(Entries taken from a collection)
╔══

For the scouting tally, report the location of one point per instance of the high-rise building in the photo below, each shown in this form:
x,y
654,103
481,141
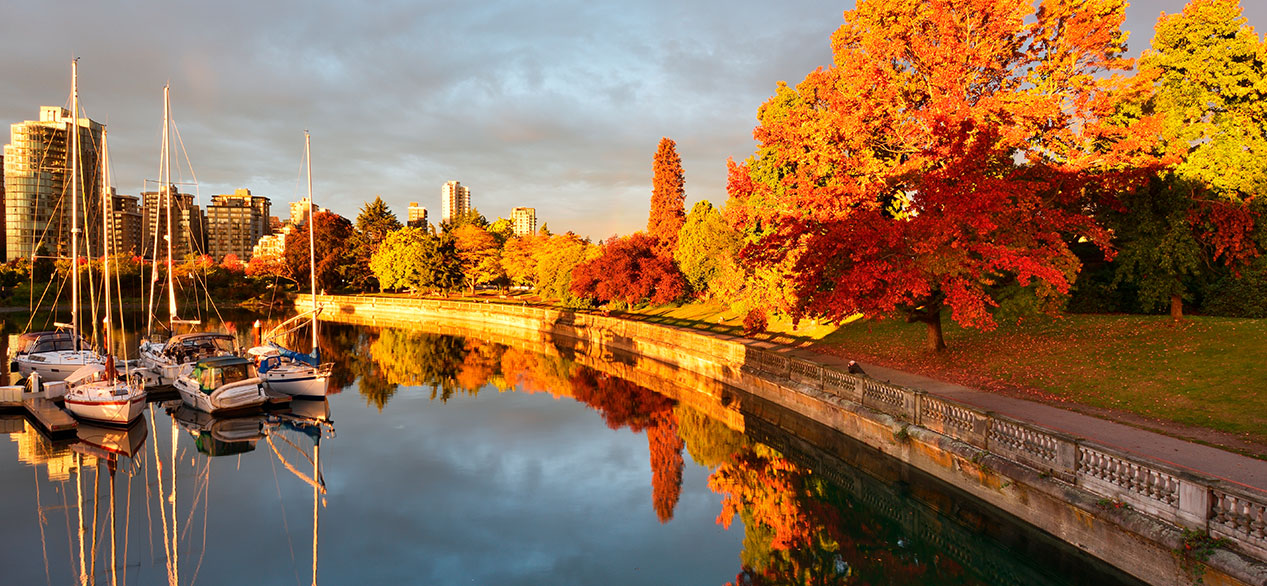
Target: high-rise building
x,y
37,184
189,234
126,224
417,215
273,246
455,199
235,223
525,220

╚══

→ TASK DESCRIPTION:
Copy out every row above with its request. Multiply each point coordinate in the answers by 1.5 and round to whole numbers, with halves going up, and leave out the pictures.

→ PROBLEM SOLUTION:
For the scouting tally, report the location of one point per instance of the high-rise building in the photo below, each shown in this form:
x,y
654,103
481,141
Target: high-rise building
x,y
56,276
284,351
189,336
626,323
410,369
683,299
353,335
788,330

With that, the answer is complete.